Saved entries
┏━━

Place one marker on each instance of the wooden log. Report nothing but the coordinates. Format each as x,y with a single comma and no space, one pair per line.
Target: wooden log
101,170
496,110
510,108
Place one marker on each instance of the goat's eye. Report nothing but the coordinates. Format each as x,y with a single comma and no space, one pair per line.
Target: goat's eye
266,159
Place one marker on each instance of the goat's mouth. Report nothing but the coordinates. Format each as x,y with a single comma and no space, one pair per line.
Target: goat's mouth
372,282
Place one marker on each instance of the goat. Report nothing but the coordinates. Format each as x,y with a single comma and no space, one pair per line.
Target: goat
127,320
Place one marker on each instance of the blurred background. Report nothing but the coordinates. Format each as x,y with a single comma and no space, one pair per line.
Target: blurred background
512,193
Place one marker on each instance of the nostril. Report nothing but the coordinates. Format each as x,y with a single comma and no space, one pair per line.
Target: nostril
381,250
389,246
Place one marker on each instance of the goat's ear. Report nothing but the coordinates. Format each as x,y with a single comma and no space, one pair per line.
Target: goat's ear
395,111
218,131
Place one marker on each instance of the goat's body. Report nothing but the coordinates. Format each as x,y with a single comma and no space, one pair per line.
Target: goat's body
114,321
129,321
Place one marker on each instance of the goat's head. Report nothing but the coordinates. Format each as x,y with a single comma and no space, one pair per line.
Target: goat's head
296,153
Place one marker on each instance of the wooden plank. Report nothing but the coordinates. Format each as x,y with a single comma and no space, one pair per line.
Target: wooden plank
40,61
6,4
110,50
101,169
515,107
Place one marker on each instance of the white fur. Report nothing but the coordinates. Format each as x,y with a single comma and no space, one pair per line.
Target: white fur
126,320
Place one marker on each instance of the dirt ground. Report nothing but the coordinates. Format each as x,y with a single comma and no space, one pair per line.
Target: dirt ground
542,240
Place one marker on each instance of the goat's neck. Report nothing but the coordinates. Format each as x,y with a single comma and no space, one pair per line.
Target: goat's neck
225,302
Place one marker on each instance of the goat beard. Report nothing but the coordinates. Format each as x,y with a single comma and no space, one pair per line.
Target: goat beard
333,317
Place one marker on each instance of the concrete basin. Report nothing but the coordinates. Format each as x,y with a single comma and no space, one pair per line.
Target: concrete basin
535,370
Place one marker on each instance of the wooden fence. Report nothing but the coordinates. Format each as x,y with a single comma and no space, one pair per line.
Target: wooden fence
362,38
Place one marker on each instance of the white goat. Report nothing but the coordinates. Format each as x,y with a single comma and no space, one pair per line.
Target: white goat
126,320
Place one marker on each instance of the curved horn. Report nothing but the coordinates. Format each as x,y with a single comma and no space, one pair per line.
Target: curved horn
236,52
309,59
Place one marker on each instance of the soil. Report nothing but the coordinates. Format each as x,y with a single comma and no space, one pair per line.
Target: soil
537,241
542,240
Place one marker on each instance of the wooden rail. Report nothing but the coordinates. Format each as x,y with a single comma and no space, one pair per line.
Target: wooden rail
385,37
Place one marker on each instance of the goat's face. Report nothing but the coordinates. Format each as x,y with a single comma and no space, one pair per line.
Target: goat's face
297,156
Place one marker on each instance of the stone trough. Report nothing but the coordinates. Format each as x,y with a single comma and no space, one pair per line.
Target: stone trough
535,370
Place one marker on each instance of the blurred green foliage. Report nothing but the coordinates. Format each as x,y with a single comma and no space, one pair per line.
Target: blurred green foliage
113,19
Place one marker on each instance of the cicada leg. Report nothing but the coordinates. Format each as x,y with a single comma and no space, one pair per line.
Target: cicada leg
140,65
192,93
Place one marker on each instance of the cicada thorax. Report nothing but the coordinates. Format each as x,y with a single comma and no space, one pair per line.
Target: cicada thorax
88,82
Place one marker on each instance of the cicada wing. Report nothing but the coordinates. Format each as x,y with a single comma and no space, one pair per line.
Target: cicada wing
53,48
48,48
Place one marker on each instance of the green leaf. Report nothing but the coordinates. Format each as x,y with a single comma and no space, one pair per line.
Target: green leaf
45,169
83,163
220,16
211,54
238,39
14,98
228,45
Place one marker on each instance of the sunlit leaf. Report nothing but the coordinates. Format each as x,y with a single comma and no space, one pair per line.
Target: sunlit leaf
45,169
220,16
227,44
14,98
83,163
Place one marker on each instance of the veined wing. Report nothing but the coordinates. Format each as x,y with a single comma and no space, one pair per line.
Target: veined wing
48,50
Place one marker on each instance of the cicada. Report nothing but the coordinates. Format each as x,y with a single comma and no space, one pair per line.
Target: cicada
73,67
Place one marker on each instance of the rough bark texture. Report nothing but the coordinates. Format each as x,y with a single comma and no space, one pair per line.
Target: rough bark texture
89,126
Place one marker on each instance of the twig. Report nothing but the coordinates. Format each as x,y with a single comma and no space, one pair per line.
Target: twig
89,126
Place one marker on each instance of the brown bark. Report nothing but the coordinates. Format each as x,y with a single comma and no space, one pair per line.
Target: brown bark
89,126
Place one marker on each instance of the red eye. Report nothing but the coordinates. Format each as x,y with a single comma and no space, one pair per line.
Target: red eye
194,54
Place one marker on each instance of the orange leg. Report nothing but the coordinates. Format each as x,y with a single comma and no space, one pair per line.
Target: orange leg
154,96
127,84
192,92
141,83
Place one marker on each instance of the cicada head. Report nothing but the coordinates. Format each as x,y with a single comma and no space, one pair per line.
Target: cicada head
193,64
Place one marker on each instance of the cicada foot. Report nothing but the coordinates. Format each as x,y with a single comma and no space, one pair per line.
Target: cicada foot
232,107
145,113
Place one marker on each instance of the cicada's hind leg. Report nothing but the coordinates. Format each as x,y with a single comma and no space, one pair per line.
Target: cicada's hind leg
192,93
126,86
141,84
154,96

┗━━

• **Assignment**
Retype every entry without changing anything.

• **Answer to this problem**
Place one marker on each instance of the wooden log. Report nothing but the coordinates. Format each as x,y with a single comma and no space, one pair per line.
Target: wooden log
101,170
496,110
510,108
Place one marker on each instance of the goat's eye. Report nothing but the coordinates. Format each as x,y with a single comma and no space, one pair per line.
Target: goat's eye
266,159
Place one marker on each instance of the goat's mouth. Report nothing but the coordinates. Format each as x,y with a single comma and no space, one pair per line.
Target: goat's mouth
372,282
Place one marker on each instance of the goat. Report nothing but the coordinates. Format each as x,y with a single comma and no space, one pair per line.
Target: goat
127,320
Place one marker on each instance of the blurred background. Report nothing but the coordinates. Format each as x,y with a single comma and no space, one pair per line.
Target: blurred background
512,193
Place one marker on each instance of the nostril. Report nothing but the coordinates. Format each as x,y with a single comma and no space, one pair per line.
Target: nostril
381,250
389,246
Place one marker on each instance of the goat's ear. Report nothing but the coordinates. Format each as x,y with a single comma and no space, one pair per line.
Target: goat's ear
395,111
218,131
Place one marker on each instance of the goat's body. Report nothing but the coordinates. Format each as x,y with a single comma and no space, one pair per line.
Target: goat's body
114,321
129,321
Place one marker on each instance of the goat's head. Report nothing but the coordinates. Format each as x,y with a single comma and no space, one pair per line.
Target: goat's head
296,153
Place one marker on each instance of the wooden plank. Report nothing but the coordinates. Format each as x,y with a single comma and no space, one pair per line.
Target: wooden plank
40,61
6,4
110,50
101,169
515,107
Place one marker on each instance of the white fur. Report nothing but the coordinates. Format each as x,y with a single comma and no space, one pair per line.
Target: white fur
126,320
Place one marker on each instance of the dirt ground. Report nothing but the coordinates. Format each as x,y with a single comma and no space, one pair per line.
Target: dirt ground
542,240
Place one marker on each instance of the goat's neck. Report nothing but the coordinates. Format each as x,y with a single comma and no space, one pair per line.
Target: goat's neck
225,302
Place one marker on each instance of the goat beard. Report nothing but the coordinates. Format each as x,y with a single comma and no space, one pair per line.
Target: goat beard
333,317
Place one marker on each instance of the concrete basin. Report nothing but the coordinates. Format each as x,y with a single comma and no space, one pair per line.
Target: concrete basin
535,370
Place one marker on each instance of the wooden fence. Report nothing but the coordinates. Format each as x,y with a single comma and no space, one pair per line.
Target: wooden fence
362,38
Place one marker on each instance of the white goat. Report nothing but the coordinates. Format each as x,y with a single comma and no space, one pair per line.
Target: white goat
126,320
Place one marker on each instance of the curved horn. Report nothing but the coordinates. Format each as x,y with a single comma and no space, one pair per line.
Target: curved horn
236,52
309,59
Place one marker on each instance of the soil. Report nothing but the coordinates. Format each as x,y with a single comma and no space, one pair per line.
Target: soil
537,241
542,240
Place one marker on each instance of the wooden rail. Report nothing but the coordinates. Format each as x,y with a single comma and no space, one pair per line.
Target: wooden rail
385,37
Place one marker on each instance of the goat's face. Report nothing but the coordinates. Format each as x,y with a single comma and no space, one pair per line.
Target: goat's face
297,156
Place one marker on each instance of the stone trough. Report nothing but the coordinates. Format each as x,y with a single comma and no space, one pair per line.
Target: stone trough
535,370
Place one marker on each instance of the blurred green foliage. Report nothing but the coordinates. Format each as x,y with a single comma and no space, one pair per line.
Target: blurred green foliage
113,19
Place one marker on each instance of the cicada leg. Report nothing but the coordinates. Format each as x,y with a single comma and no space, one pair per line.
Target: cicada leg
140,65
192,93
Place one marker on each instance of the cicada thorax. Report nothing but the coordinates. Format each as x,y with a single comma and no space, one pair per line.
Target: cicada thorax
88,82
Place one marker on each instance of the cicada wing. Report nothing but the coordinates. Format each as x,y with a single comma and no space, one pair per line.
Target: cicada wing
53,48
48,48
Place one marker on each instance of the green leaf. Report nothing but the coordinates. Format each as x,y with a single comma and no space, one pair per line.
Target: green leaf
45,169
83,163
220,16
211,54
238,39
14,98
228,45
Place one marker on each instance of the sunlit leaf. Report nothing but the coordinates. Format each as x,y with a single comma and no space, one pair per line.
Target: sunlit leaf
45,169
220,16
227,44
14,98
83,163
Place one marker on each instance of the veined wing. Report nothing but the coordinates. Format each as x,y with a single comma and no space, one pair per line.
Target: veined wing
48,50
Place one marker on each instance of the cicada. Report nothing but the coordinates. Format each as x,y with a single comma and no space, one pair per line.
Target: cicada
73,67
Place one marker on each instance of the rough bark texture. Report nothing but the coordinates. Format each as x,y with a single comma and no space, one pair per line.
Target: rough bark texture
89,126
Place one marker on each instance of the twig. Report nothing but the coordinates. Format each as x,y with a single comma and no space, one pair per line.
Target: twig
89,126
Place one marker on each instance of the brown bark. Report nothing but the coordinates. Format each as x,y with a single comma and no space, one pair per line.
Target: brown bark
89,126
Place one marker on each instance of the red eye. Report nothing but the coordinates. Format each as x,y with a single comma and no space, one pair per line.
Target: red eye
194,54
Place one marker on each instance of the orange leg. Report nothing but the coordinates. Format each as x,y with a single comma and no space, one pair per line.
Target: orange leg
154,96
127,84
192,92
141,83
Place one marker on each instance of the cicada head. Report nothing but the coordinates. Format each as x,y with a single comma and no space, one pair per line.
Target: cicada head
193,64
Place one marker on each instance of the cicada foot. Report nothing but the coordinates. Format each as x,y with a single comma and no space, one pair per line.
Target: cicada foot
232,107
145,113
Place one marker on each instance of the cicada's hind leg. Report nothing but the coordinates. Format each as x,y with a single comma and no space, one pair per line.
Target: cicada's hind leg
192,93
126,86
141,84
154,96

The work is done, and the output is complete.